■ About this exercise
Please repeat the data exactly, leaving nothing out.

■ Provided information
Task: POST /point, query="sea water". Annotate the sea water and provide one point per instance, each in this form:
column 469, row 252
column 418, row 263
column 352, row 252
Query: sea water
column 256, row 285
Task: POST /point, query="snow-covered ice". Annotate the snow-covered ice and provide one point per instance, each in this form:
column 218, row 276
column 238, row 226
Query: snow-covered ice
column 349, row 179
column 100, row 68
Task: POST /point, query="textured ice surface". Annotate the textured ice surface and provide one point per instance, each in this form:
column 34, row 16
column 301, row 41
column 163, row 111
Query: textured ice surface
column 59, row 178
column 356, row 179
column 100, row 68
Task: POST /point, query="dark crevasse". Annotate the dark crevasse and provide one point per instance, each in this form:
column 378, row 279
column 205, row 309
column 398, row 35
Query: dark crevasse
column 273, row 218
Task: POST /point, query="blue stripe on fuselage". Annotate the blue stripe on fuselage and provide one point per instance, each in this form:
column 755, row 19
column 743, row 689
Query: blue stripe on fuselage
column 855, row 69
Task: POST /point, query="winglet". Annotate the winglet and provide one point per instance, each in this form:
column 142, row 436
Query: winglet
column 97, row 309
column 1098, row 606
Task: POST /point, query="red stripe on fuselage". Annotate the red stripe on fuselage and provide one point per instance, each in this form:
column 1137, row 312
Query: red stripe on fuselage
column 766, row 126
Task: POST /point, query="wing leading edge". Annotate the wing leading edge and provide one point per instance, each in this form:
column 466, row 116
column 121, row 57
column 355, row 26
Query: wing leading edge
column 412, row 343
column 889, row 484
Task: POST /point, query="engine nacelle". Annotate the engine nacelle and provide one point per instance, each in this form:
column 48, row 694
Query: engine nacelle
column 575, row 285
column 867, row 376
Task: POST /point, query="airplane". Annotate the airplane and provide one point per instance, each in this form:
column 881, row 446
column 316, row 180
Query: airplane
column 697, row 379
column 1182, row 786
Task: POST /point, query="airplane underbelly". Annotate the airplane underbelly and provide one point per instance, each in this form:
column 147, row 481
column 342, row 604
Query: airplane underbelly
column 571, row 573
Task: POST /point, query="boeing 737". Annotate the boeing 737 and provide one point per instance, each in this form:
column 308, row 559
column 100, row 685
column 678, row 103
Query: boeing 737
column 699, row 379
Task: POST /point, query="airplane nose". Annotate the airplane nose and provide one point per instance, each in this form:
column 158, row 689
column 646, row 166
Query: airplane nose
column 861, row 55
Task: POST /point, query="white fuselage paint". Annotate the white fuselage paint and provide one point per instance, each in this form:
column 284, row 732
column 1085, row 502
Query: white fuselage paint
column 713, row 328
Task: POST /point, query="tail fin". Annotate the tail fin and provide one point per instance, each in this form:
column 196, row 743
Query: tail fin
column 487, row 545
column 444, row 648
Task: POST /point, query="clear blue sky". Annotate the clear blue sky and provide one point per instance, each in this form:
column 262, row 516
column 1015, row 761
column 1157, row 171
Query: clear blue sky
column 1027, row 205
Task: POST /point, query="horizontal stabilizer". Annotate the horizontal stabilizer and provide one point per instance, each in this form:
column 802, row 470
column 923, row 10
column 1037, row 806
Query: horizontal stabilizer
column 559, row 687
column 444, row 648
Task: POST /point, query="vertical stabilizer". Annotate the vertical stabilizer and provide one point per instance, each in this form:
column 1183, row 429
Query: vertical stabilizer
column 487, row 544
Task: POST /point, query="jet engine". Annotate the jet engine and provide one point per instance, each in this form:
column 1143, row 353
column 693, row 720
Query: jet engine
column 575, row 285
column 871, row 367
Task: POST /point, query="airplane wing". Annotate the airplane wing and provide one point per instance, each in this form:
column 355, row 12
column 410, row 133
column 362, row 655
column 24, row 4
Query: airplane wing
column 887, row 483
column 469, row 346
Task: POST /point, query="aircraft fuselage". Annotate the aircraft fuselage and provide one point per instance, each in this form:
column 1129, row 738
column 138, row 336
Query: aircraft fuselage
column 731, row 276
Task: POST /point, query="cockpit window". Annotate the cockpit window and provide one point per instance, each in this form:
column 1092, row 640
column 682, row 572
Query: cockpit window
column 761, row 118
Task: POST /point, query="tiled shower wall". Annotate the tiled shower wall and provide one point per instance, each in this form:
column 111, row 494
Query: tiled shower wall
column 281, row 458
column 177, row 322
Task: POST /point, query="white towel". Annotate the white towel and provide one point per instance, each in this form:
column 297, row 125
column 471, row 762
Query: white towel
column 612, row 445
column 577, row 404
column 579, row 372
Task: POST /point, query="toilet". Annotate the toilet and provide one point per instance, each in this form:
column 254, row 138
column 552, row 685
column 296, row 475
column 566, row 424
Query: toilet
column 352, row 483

■ Written response
Task: POST /point, query="sea water". Annotate the sea water and provide one point per instance, each in this form:
column 469, row 252
column 418, row 263
column 352, row 252
Query: sea water
column 256, row 285
Task: POST /point, query="snow-covered ice". Annotate the snow-covered ice and provide one point per instance, each in this form:
column 218, row 276
column 238, row 226
Query: snow-covered ice
column 349, row 179
column 100, row 68
Task: POST /point, query="textured ice surface". Annotate the textured ice surface and provide one point per instance, each in this form:
column 34, row 16
column 301, row 41
column 163, row 111
Query: textured ice surface
column 59, row 178
column 356, row 179
column 100, row 68
Task: POST /point, query="dark crevasse". Annotate the dark crevasse and provide one point per instance, each in this form:
column 378, row 279
column 205, row 309
column 398, row 35
Query: dark crevasse
column 273, row 218
Task: POST /point, query="blue stripe on fuselage". Annotate the blue stripe on fuselage and provide one point per instance, each in this form:
column 755, row 19
column 743, row 689
Query: blue stripe on fuselage
column 855, row 69
Task: POST /point, query="winglet". Annotate the winglet and provide one point per instance, each in this form:
column 142, row 436
Query: winglet
column 97, row 309
column 1098, row 606
Task: POST /point, query="red stripe on fuselage". Annotate the red stripe on fuselage and provide one point per instance, each in this form:
column 1137, row 312
Query: red stripe on fuselage
column 766, row 126
Task: POST /point, query="wing leading edge". Annotate the wing leading edge and provide one point per instance, each in this form:
column 466, row 116
column 121, row 57
column 355, row 26
Query: wing leading edge
column 412, row 343
column 889, row 484
Task: POST /point, query="engine nacelle". Annotate the engine nacelle and provide one point per instance, each in this form:
column 48, row 694
Query: engine nacelle
column 575, row 285
column 867, row 376
Task: POST /point, query="airplane". Annotate the airplane and provide one point per instance, each in this form:
column 881, row 446
column 316, row 180
Query: airplane
column 697, row 379
column 1182, row 786
Task: POST /point, query="airplane underbelly". Annotate the airplane underbelly and provide one point per instance, each in this form:
column 147, row 481
column 342, row 604
Query: airplane underbelly
column 571, row 573
Task: POST /point, query="boeing 737". Annotate the boeing 737 and provide one point per instance, each in this form:
column 308, row 559
column 100, row 685
column 678, row 103
Query: boeing 737
column 699, row 379
Task: POST /point, query="airplane nose". Annotate the airplane nose and provide one point per instance, each in this form:
column 158, row 689
column 646, row 166
Query: airplane nose
column 861, row 55
Task: POST /point, query="white fuselage paint". Annotate the white fuselage paint and provide one point per instance, each in this form:
column 284, row 732
column 1085, row 502
Query: white fuselage paint
column 713, row 328
Task: POST /point, query="tail fin". Annotate the tail fin and provide one point per instance, each in this form:
column 196, row 743
Query: tail fin
column 487, row 545
column 444, row 648
Task: POST /point, query="clear blue sky". Annotate the clear blue sky and provide one point per instance, each in this form:
column 262, row 516
column 1015, row 761
column 1157, row 171
Query: clear blue sky
column 1027, row 205
Task: POST /point, query="horizontal stabilizer". Annotate the horizontal stabilizer and provide one point per instance, each in this form:
column 802, row 470
column 923, row 10
column 1037, row 806
Query: horizontal stabilizer
column 559, row 687
column 444, row 648
Task: POST /point, query="vertical stabilizer". Annotate the vertical stabilizer and provide one point per instance, each in this form:
column 1183, row 429
Query: vertical stabilizer
column 487, row 544
Task: POST /point, query="jet engine". Annotate the jet engine and provide one point per instance, each in this form:
column 1143, row 353
column 693, row 720
Query: jet engine
column 575, row 285
column 871, row 367
Task: POST /point, query="airplane wing". Annotate the airplane wing and provide one point per instance, each in this form:
column 355, row 12
column 410, row 133
column 362, row 655
column 24, row 4
Query: airplane wing
column 887, row 483
column 469, row 346
Task: POST /point, query="aircraft fuselage". Annotate the aircraft fuselage and provide one point per instance, each in this form:
column 1129, row 738
column 138, row 336
Query: aircraft fuselage
column 731, row 276
Task: POST /point, query="cockpit window". Annotate the cockpit window and provide one point per instance, each in this form:
column 1092, row 640
column 682, row 572
Query: cockpit window
column 761, row 118
Task: POST /point, query="tiled shower wall". Annotate the tiled shower wall and provide one point per instance, each in this form:
column 111, row 494
Query: tiled shower wall
column 281, row 458
column 177, row 322
Task: POST /point, query="white towel". Annotate the white towel and provide one point per instance, each in this form:
column 297, row 125
column 471, row 762
Query: white towel
column 612, row 445
column 577, row 404
column 579, row 372
Task: POST /point, query="toilet". Annotate the toilet and provide one point per instance, each in this form:
column 254, row 138
column 552, row 685
column 296, row 475
column 566, row 424
Query: toilet
column 352, row 483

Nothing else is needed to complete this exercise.